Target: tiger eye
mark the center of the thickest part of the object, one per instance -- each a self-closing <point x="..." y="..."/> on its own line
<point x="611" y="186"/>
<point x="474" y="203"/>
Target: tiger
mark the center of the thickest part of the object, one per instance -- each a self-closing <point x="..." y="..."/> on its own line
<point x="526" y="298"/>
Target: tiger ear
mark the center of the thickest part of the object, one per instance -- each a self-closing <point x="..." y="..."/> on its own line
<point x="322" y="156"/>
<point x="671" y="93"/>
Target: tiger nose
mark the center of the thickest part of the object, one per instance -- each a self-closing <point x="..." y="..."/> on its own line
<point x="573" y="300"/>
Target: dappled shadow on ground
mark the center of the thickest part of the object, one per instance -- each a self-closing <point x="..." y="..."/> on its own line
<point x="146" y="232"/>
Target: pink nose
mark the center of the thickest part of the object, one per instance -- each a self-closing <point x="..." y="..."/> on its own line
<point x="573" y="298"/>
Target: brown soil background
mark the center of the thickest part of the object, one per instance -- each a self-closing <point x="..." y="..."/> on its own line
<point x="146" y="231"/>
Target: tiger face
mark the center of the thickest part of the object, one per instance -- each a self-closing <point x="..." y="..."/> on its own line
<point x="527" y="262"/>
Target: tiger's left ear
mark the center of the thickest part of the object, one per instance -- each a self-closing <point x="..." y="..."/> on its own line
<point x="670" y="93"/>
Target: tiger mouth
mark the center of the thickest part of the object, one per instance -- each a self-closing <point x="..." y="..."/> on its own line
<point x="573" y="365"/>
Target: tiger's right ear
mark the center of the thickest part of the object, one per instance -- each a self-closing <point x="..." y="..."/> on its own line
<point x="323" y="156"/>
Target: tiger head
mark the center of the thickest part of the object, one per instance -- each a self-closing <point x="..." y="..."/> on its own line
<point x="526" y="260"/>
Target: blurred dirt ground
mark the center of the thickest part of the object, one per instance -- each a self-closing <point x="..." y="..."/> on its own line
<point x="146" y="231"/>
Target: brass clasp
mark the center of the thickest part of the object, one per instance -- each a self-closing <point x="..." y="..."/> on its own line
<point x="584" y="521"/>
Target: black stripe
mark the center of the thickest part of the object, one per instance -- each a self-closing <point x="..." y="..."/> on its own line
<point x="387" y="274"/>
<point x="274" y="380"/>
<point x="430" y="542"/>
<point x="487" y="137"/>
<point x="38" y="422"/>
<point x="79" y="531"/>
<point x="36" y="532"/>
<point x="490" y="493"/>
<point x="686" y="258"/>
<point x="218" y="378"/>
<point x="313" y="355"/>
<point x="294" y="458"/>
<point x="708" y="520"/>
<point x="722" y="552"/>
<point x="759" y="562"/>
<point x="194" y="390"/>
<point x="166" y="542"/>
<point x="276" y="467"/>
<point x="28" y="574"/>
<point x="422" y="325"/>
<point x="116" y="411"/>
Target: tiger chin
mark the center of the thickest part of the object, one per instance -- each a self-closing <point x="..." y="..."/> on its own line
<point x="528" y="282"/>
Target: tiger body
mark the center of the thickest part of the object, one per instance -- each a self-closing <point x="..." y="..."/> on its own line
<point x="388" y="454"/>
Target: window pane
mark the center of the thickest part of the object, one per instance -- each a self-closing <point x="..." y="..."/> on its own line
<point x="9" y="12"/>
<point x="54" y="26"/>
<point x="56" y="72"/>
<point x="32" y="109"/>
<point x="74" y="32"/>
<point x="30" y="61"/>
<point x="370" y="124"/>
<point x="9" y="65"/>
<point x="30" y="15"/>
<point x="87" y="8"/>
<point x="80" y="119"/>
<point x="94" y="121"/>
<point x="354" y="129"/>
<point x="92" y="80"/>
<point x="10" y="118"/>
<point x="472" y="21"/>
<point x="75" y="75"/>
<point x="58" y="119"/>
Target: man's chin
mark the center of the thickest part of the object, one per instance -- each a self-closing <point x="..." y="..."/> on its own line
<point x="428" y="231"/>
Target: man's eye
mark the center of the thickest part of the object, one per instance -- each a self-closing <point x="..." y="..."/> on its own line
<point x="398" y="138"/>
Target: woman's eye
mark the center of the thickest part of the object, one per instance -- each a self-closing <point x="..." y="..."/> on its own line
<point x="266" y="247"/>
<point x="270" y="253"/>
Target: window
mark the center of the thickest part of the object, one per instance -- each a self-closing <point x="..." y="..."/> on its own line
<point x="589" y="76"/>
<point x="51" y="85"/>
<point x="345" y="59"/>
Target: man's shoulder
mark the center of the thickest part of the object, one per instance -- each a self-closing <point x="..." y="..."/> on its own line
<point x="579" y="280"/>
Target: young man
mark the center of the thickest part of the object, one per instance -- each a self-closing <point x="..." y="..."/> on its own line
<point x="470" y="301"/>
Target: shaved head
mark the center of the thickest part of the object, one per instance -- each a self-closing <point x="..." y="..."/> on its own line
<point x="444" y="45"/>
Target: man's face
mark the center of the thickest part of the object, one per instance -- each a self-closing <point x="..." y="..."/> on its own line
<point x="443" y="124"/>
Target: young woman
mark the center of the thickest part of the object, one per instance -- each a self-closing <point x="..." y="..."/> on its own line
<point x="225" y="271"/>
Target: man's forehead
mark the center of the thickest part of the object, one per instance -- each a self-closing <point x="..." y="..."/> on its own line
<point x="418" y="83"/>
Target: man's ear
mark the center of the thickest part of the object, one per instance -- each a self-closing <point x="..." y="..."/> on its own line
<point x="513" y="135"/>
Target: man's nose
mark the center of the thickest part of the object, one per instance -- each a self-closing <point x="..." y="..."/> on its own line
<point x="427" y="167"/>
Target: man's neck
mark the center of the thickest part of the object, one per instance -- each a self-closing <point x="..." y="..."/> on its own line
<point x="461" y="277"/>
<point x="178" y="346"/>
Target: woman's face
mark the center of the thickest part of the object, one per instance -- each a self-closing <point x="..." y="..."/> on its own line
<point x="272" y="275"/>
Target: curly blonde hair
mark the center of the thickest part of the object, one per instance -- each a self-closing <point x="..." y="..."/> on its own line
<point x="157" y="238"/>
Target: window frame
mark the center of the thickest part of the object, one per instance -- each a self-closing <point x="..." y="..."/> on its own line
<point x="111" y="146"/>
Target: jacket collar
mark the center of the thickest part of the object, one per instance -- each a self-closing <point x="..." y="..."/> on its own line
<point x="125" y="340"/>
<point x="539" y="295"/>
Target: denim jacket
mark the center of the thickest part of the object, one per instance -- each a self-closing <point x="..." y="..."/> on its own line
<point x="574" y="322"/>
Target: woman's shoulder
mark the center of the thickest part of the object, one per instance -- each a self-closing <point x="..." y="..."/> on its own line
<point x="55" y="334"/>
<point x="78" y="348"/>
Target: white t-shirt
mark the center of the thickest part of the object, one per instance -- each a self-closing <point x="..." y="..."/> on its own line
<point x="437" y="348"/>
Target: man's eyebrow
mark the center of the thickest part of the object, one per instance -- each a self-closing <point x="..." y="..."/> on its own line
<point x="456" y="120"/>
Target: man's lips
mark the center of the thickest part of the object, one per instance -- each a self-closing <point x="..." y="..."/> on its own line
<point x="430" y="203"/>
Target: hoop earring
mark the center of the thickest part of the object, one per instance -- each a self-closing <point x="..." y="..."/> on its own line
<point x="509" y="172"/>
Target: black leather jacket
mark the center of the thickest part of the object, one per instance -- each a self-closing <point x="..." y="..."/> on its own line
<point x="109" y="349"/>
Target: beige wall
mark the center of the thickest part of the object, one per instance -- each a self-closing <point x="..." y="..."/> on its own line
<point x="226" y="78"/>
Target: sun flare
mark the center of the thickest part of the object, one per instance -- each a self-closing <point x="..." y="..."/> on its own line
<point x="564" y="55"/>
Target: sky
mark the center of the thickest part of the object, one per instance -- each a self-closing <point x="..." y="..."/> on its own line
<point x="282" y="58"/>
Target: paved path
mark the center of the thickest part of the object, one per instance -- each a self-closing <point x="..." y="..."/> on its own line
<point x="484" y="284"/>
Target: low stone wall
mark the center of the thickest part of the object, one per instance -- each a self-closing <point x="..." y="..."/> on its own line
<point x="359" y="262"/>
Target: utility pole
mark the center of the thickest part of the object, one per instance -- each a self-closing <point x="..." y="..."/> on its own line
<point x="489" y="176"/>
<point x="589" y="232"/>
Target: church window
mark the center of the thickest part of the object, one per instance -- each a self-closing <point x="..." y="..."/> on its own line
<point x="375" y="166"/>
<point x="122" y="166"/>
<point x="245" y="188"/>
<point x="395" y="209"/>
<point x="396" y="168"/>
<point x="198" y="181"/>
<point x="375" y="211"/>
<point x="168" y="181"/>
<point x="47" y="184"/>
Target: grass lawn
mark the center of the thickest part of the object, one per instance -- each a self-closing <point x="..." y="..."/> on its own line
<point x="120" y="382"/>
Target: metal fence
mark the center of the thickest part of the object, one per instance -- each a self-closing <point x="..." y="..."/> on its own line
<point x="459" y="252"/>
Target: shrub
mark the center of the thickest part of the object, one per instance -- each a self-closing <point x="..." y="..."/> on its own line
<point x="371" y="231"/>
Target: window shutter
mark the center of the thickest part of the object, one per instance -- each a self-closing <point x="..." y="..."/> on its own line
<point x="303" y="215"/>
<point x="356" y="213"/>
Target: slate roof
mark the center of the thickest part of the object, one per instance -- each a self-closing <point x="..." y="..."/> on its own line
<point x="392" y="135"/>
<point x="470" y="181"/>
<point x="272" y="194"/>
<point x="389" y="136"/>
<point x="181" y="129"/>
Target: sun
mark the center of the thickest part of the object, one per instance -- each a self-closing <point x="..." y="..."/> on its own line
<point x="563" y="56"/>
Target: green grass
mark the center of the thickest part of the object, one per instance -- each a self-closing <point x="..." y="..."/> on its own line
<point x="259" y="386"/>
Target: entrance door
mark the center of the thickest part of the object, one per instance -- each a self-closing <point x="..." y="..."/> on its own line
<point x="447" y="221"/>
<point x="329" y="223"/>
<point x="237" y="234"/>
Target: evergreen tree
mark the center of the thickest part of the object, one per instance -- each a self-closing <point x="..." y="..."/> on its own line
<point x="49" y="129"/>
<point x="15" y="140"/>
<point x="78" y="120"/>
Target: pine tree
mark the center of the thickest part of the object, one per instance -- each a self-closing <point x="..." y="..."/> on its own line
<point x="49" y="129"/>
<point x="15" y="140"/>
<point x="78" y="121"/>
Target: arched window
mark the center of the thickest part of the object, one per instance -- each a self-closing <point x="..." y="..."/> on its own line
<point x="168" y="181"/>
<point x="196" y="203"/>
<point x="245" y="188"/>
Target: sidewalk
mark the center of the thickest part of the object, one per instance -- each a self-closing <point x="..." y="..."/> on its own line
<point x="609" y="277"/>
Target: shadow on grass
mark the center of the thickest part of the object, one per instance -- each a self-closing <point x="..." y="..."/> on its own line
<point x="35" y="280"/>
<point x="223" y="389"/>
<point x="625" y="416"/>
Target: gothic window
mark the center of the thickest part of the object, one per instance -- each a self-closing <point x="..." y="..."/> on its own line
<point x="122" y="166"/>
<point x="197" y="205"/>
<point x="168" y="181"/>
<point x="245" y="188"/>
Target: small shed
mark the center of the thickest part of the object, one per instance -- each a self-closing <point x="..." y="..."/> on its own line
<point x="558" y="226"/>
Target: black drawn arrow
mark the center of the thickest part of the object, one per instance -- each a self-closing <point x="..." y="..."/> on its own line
=======
Work to complete:
Return, word for word, every line from the line with "Target: sidewalk" to the final line of the data.

Result of this exercise:
Target: sidewalk
mark the center of the thickest part of the object, one per instance -- each a self-closing <point x="..." y="..."/> on its own line
<point x="609" y="277"/>
Target: shadow on grass
mark the center of the thickest part of the object, one per instance -- each a self-closing <point x="..." y="..."/> on its own line
<point x="35" y="280"/>
<point x="223" y="389"/>
<point x="625" y="416"/>
Target: gothic window
mark the center of the thickest part of the object, one per instance -- each a self-closing <point x="..." y="..."/> on its own line
<point x="122" y="166"/>
<point x="197" y="205"/>
<point x="168" y="181"/>
<point x="245" y="188"/>
Target: small shed
mark the center of the thickest part of the object, one per instance -- each a self-closing <point x="..." y="..."/> on its own line
<point x="558" y="226"/>
Target: black drawn arrow
mark the center of the thickest part of the object, one per instance -- each a self-closing <point x="..." y="..."/> on its own line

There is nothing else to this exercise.